Saved entries:
------------------------------------------------

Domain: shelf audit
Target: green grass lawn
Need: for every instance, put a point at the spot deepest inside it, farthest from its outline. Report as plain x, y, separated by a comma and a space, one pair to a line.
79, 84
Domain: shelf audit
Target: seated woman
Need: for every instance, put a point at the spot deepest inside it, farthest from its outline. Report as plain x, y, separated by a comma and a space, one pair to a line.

------------------------------------------------

Problem to work on » Beginning with the line that contains "Target: seated woman", set down every line through the end of the data without change.

Answer box »
Target: seated woman
Need: for every instance, put a point at the spot deepest inside it, farthest from its outline. Report as plain x, y, separated by a comma and a space, one pair to a line.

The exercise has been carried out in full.